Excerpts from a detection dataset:
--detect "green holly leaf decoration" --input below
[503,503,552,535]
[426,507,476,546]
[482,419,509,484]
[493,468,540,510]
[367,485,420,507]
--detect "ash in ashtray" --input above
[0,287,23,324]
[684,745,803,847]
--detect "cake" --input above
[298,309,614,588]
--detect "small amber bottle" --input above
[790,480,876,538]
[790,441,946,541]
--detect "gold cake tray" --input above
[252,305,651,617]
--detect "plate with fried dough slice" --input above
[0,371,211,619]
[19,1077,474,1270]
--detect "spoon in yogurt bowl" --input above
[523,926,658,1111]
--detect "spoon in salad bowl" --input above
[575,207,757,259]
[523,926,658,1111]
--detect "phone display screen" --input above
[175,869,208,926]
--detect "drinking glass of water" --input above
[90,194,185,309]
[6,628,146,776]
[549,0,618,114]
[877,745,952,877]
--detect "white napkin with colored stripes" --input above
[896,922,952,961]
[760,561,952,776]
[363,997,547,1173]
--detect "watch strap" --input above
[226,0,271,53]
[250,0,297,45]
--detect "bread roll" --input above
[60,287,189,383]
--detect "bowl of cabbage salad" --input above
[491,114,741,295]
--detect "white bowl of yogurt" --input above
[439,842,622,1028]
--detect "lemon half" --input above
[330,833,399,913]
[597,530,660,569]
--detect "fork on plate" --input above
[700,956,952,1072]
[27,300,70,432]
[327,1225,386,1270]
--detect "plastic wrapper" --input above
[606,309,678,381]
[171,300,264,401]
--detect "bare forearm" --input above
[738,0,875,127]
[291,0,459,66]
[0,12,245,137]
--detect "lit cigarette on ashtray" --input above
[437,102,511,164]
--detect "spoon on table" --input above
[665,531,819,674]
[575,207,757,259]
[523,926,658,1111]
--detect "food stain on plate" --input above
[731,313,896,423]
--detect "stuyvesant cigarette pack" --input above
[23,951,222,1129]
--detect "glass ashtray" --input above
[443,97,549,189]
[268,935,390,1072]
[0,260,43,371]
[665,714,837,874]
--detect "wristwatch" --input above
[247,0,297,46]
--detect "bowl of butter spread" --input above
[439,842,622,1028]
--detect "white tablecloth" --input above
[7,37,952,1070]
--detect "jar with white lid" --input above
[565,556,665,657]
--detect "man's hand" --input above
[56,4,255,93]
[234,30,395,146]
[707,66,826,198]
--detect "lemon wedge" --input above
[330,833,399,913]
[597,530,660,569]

**WHAT IS NEEDED**
Pick out every line in the material above that contains the word "ashtray" and copy each one.

**FULL OUTPUT**
--detect "ash in ashtray" --input above
--detect "lit cigarette on ashtray" --input above
--detect "glass ashtray" --input above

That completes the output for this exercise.